Segment Start: Record excerpts

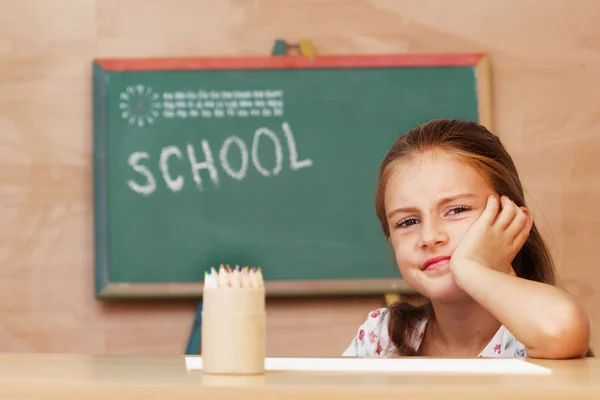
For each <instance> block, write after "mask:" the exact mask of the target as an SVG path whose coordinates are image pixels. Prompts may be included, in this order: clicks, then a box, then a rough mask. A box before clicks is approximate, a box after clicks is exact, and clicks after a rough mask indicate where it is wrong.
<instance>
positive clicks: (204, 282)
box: [204, 264, 264, 289]
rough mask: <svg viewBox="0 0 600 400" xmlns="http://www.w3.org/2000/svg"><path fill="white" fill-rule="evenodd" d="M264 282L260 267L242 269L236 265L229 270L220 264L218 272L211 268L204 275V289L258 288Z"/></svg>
mask: <svg viewBox="0 0 600 400" xmlns="http://www.w3.org/2000/svg"><path fill="white" fill-rule="evenodd" d="M263 286H264V280H263V276H262V271H261V269H260V267H251V268H249V267H243V268H240V266H239V265H237V266H236V267H235V268H231V267H230V266H229V265H223V264H221V265H220V266H219V271H217V270H216V269H215V268H214V267H211V268H210V270H209V271H206V272H205V273H204V287H205V288H238V289H240V288H260V287H263Z"/></svg>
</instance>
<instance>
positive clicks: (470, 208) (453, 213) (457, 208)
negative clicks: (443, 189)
mask: <svg viewBox="0 0 600 400" xmlns="http://www.w3.org/2000/svg"><path fill="white" fill-rule="evenodd" d="M470 209H471V207H467V206H457V207H453V208H452V209H451V210H450V211H448V214H449V215H458V214H461V213H464V212H465V211H469V210H470Z"/></svg>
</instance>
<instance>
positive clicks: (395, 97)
mask: <svg viewBox="0 0 600 400" xmlns="http://www.w3.org/2000/svg"><path fill="white" fill-rule="evenodd" d="M93 101H94V150H93V155H94V224H95V288H96V296H97V297H98V298H106V299H108V298H123V297H162V296H170V297H199V296H201V287H202V285H201V283H202V279H203V274H204V271H205V270H207V269H208V268H209V267H211V266H215V267H218V266H219V265H220V264H221V263H227V264H230V265H231V266H235V265H240V266H245V265H247V266H260V267H261V268H262V270H263V274H264V277H265V280H266V289H267V293H268V294H269V295H271V296H287V295H290V296H291V295H314V294H367V293H368V294H378V293H389V292H402V291H406V290H408V289H407V287H406V285H405V284H404V282H403V280H402V277H401V276H400V274H399V272H398V269H397V268H396V266H395V263H394V257H393V253H392V250H391V248H390V246H389V244H388V243H387V241H386V239H385V238H384V236H383V234H382V233H381V230H380V227H379V223H378V221H377V219H376V217H375V211H374V195H375V187H376V180H377V173H378V167H379V164H380V162H381V160H382V157H383V156H384V154H385V152H386V151H387V150H388V148H389V147H390V146H391V145H392V143H393V142H394V141H395V140H396V139H397V138H398V137H399V136H400V135H401V134H402V133H403V132H405V131H406V130H408V129H410V128H412V127H414V126H416V125H417V124H419V123H423V122H426V121H428V120H430V119H433V118H438V117H449V118H460V119H468V120H475V121H479V122H480V123H483V124H485V125H488V126H489V125H490V124H491V117H490V116H491V112H490V87H489V61H488V58H487V57H486V56H485V55H483V54H459V55H376V56H372V55H364V56H318V57H316V58H314V59H309V58H306V57H303V56H284V57H274V56H267V57H251V58H248V57H245V58H239V57H230V58H197V59H196V58H194V59H96V60H93Z"/></svg>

Segment End: Record excerpts

**Work to be completed:** Exactly as they appear above, write out all the entries, but not the images.

**Exercise response:**
For each <instance> block, write after "mask:" the exact mask of the target as an SVG path whose coordinates are image pixels. Prompts may be included, in this order: clicks, then a box, then a rough mask. A box before clicks is approximate, a box after clicks is exact, and clicks after a rough mask indicate where it is wrong.
<instance>
positive clicks: (204, 282)
box: [204, 264, 264, 289]
rough mask: <svg viewBox="0 0 600 400" xmlns="http://www.w3.org/2000/svg"><path fill="white" fill-rule="evenodd" d="M264 282L260 267L242 269L236 265L229 270L220 264L218 272L211 268L204 275V289L258 288Z"/></svg>
mask: <svg viewBox="0 0 600 400" xmlns="http://www.w3.org/2000/svg"><path fill="white" fill-rule="evenodd" d="M263 286H264V280H263V276H262V271H261V269H260V267H251V268H249V267H243V268H240V266H239V265H237V266H236V267H235V268H231V267H230V266H229V265H223V264H221V265H220V266H219V271H217V270H216V269H215V268H214V267H211V268H210V270H209V271H206V272H205V273H204V287H205V288H238V289H240V288H260V287H263Z"/></svg>
</instance>
<instance>
positive clicks: (470, 208) (453, 213) (457, 208)
negative clicks: (443, 189)
mask: <svg viewBox="0 0 600 400" xmlns="http://www.w3.org/2000/svg"><path fill="white" fill-rule="evenodd" d="M470 209H471V207H467V206H457V207H453V208H452V209H451V210H450V211H448V214H449V215H458V214H461V213H464V212H465V211H469V210H470Z"/></svg>
</instance>
<instance>
positive clicks: (395, 97)
mask: <svg viewBox="0 0 600 400" xmlns="http://www.w3.org/2000/svg"><path fill="white" fill-rule="evenodd" d="M93 101H94V150H93V155H94V224H95V288H96V296H97V297H98V298H106V299H108V298H123V297H162V296H170V297H199V296H201V287H202V285H201V283H202V279H203V274H204V271H205V270H207V269H208V268H209V267H211V266H215V267H218V266H219V265H220V264H221V263H227V264H230V265H231V266H235V265H240V266H245V265H247V266H260V267H261V268H262V270H263V274H264V277H265V280H266V289H267V293H268V294H269V295H271V296H287V295H290V296H291V295H314V294H367V293H368V294H378V293H389V292H402V291H406V290H408V289H407V287H406V285H405V284H404V282H403V280H402V277H401V276H400V274H399V272H398V269H397V268H396V266H395V263H394V257H393V253H392V250H391V248H390V246H389V244H388V243H387V241H386V239H385V238H384V236H383V234H382V233H381V230H380V227H379V223H378V221H377V219H376V217H375V211H374V195H375V187H376V180H377V173H378V167H379V164H380V162H381V160H382V157H383V156H384V154H385V152H386V151H387V150H388V148H389V147H390V146H391V145H392V143H393V142H394V141H395V140H396V139H397V138H398V137H399V136H400V135H401V134H402V133H403V132H405V131H406V130H408V129H410V128H412V127H414V126H416V125H417V124H419V123H423V122H426V121H428V120H430V119H433V118H438V117H449V118H460V119H468V120H475V121H479V122H480V123H483V124H485V125H488V126H489V125H490V124H491V117H490V116H491V112H490V87H489V61H488V58H487V57H486V56H485V55H483V54H459V55H376V56H372V55H364V56H318V57H316V58H314V59H309V58H306V57H303V56H284V57H274V56H267V57H251V58H248V57H245V58H239V57H230V58H197V59H196V58H194V59H96V60H93Z"/></svg>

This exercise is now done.